What to produce
Rescale the pixel coordinates in the answers of all the items below by multiplying each by 1.25 and rounding to the nearest whole number, with halves rounded up. Reproduce every line, requests included, and leave the numbers in the requests and their format samples unchanged.

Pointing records
--------------------------------------------------

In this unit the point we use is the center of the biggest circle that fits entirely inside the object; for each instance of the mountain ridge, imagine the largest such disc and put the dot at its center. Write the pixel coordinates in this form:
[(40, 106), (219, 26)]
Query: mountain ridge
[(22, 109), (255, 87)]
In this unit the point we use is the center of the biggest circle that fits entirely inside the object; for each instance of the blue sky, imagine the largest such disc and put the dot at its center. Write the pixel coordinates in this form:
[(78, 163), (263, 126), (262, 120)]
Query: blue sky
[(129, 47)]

--------------------------------------------------

Finished task
In this unit the point we use is the center of the biggest circle that fits entirely inside the object; for each instance of the mountain ridge, imagine the largest such disc and put the dot at its center. Write the pixel coordinates in this form:
[(40, 106), (219, 26)]
Query: mountain ridge
[(28, 136), (319, 109)]
In this unit the point we use is the center of the biggest circle that fits entirely inside the object; for each instance of the blue sky, imagine the largest such disc and put the dot at its center. Write the pixel coordinates in this form:
[(78, 163), (263, 126), (262, 120)]
Query: blue sky
[(161, 59)]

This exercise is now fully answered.